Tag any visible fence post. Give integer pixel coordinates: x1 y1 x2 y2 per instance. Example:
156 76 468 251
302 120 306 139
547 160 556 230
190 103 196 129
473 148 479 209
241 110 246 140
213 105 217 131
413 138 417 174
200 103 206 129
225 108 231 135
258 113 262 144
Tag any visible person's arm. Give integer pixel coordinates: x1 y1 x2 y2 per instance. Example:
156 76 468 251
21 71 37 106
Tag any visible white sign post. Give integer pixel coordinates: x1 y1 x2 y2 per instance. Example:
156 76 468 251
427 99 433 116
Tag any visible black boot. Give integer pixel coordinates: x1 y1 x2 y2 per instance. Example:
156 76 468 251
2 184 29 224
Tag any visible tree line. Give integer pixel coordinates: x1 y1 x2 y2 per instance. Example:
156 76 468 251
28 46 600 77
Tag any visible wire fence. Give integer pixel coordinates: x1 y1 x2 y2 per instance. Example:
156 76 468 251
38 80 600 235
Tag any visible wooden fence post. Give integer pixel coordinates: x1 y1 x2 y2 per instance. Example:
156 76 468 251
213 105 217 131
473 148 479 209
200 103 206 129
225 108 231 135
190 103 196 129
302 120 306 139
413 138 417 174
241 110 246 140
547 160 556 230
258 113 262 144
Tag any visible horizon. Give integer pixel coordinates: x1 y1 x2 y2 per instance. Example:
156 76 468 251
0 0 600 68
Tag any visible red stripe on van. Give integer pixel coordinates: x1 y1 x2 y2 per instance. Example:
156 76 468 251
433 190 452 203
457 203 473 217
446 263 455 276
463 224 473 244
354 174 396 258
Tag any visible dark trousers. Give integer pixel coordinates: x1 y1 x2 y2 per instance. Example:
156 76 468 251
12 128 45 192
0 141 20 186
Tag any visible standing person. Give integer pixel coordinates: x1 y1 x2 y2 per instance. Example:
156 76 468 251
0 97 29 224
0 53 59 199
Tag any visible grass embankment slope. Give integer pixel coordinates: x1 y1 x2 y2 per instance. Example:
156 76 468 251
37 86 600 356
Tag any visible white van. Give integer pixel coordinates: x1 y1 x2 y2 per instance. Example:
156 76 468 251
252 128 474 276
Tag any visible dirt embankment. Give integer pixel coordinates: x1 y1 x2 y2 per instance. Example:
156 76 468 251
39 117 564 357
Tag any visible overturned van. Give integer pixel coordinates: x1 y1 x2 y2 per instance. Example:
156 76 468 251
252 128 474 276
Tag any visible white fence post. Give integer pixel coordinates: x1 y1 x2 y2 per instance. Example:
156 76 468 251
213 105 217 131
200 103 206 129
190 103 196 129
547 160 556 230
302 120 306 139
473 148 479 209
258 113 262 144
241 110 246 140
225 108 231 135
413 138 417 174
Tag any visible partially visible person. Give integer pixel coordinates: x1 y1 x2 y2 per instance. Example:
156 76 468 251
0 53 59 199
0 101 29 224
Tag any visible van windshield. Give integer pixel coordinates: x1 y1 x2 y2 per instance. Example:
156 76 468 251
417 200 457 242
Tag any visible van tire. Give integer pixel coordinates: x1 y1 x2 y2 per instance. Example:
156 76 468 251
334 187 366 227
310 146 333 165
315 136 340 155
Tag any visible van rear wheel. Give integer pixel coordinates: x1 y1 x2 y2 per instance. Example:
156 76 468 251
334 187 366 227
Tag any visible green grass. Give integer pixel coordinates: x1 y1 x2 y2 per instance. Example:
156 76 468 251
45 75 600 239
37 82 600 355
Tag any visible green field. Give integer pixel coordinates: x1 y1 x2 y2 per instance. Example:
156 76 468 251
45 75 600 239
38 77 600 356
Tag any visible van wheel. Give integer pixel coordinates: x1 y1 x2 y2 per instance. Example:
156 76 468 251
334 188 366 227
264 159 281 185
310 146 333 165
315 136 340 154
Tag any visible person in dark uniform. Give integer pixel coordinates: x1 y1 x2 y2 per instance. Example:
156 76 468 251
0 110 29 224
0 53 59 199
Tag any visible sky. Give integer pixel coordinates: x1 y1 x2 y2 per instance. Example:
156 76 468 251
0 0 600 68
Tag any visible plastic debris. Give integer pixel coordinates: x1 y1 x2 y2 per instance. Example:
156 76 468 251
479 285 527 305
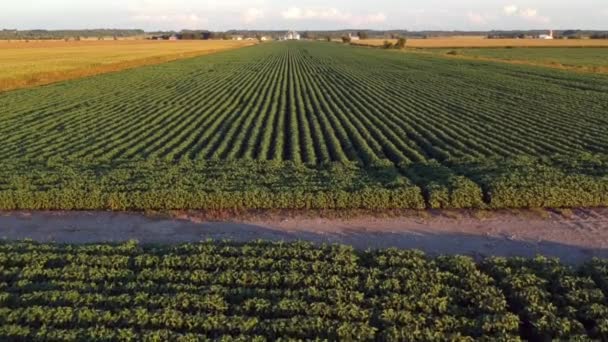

^^^^^^^^

§ **Your instructions**: Rewrite all of the records above with "Mark each visible" substituted for "Tag any visible" and nothing else changed, and leave out the pictures.

§ **Expected answer**:
Mark each visible fence post. Give integer pixel coordinates: x1 y1 x2 y2 per instance. Example:
156 76 468 251
302 120 306 139
547 160 556 230
190 103 196 129
473 148 479 209
241 110 246 140
213 105 217 131
413 138 417 174
200 103 206 129
225 108 231 135
258 113 262 144
Mark each visible person's arm. Give integer pixel coordinates: x1 y1 x2 y2 per instance. Example:
156 76 468 251
21 71 37 106
Mark each visible white sign post. Give integer pixel coordinates: x1 y1 x2 y2 per instance. Example:
156 76 468 251
427 99 433 116
Mark each visible black boot. Give integer pixel coordinates: x1 y1 x2 y2 per instance. Example:
156 76 468 251
2 184 29 224
Mark each visible tree line. Give integer pixel coordinates: x1 y1 x2 y2 per instance. Example:
156 76 468 251
28 46 600 77
Mark each visible wire fence. Give integer pixel coordinates: x1 y1 x2 y2 per instance. Example:
156 76 468 251
38 80 600 235
Mark each visible wooden fence post. Give integer pixel coordinates: x1 y1 x2 y2 per instance. Example:
156 76 468 251
213 105 217 131
473 148 479 209
200 103 206 129
225 108 231 135
190 103 196 129
302 120 306 139
413 138 417 174
241 110 246 140
547 160 556 230
258 113 262 144
Mark each visible horizon. Give integer pixel coordinates: x1 y1 x2 y2 per instance. Example:
156 76 468 251
0 0 600 68
Mark each visible red stripe on van. Give integer pixel coordinates: x1 y1 x2 y2 per instance. Example:
156 76 468 251
433 190 452 203
457 203 473 217
446 263 455 276
463 224 473 244
354 174 396 258
Mark each visible dark trousers. Give integer pixel coordinates: x1 y1 x2 y2 per instance. Example:
156 76 468 251
12 128 45 192
0 141 20 186
Mark each visible standing person. Give integer pixel coordinates: x1 y1 x2 y2 per instance. Example:
156 76 468 251
0 97 29 224
0 53 59 199
Mark each visible grass embankment slope. Give integer pixel coordinates: x1 y1 x2 y2 per instance. Example:
156 76 468 251
37 86 600 356
Mark each visible white van. Give integer pixel coordinates: x1 y1 x2 y2 per instance. Example:
156 76 468 251
252 128 474 276
Mark each visible dirt embankment. Give integer pixel coordinates: x1 y1 x2 y2 per instance. Example:
156 76 468 251
39 117 564 357
Mark each visible overturned van. Give integer pixel coordinates: x1 y1 x2 y2 per instance. Example:
156 76 468 251
252 128 474 276
Mark each visible white fence post. Give integer pixel coordinates: x1 y1 x2 y2 per instance. Example:
156 76 468 251
213 105 217 131
200 103 206 129
190 103 196 129
547 160 556 230
302 120 306 139
473 148 479 209
258 113 262 144
241 110 246 140
225 108 231 135
413 138 417 174
Mark each visible partially visible person. Give integer pixel coordinates: x1 y1 x2 y2 per instance. Example:
156 76 468 251
0 53 59 199
0 101 29 224
Mark each visible van windshield. Give integer pixel coordinates: x1 y1 x2 y2 per instance. Example:
156 76 468 251
417 200 457 242
Mark each visible van tire. Give integer pixel coordinates: x1 y1 x2 y2 per instance. Example:
156 76 468 251
334 187 366 227
310 146 333 165
315 136 340 155
Mark each visible van rear wheel. Give integer pixel coordinates: x1 y1 x2 y2 per instance. Example:
156 76 468 251
334 187 366 227
Mark each visible green grass. Give integer pixel coordinates: x1 y1 x2 y2 per instance. Example:
156 76 468 251
45 75 600 239
37 82 600 355
Mark each visible green field. Give integer pixel coordinates: x1 y1 x2 y2 per instance. Example:
156 76 468 251
45 75 600 239
38 77 600 356
Mark each visible van wheel. Give integer pixel coordinates: x1 y1 x2 y2 per instance. Example:
156 76 468 251
334 188 366 227
264 159 281 185
310 146 333 165
315 136 340 154
Mark each visible person in dark uniform. Give integer pixel coordinates: x1 y1 x2 y2 per instance. Example:
156 76 468 251
0 110 29 224
0 53 59 199
Mark each visible sky. Give integer pixel coordinates: x1 y1 x2 y2 per instance. Example:
156 76 468 251
0 0 600 68
Mark each visible plastic debris. Give integer pixel coordinates: x1 y1 x2 y2 per instance. Example:
156 76 468 251
479 285 527 305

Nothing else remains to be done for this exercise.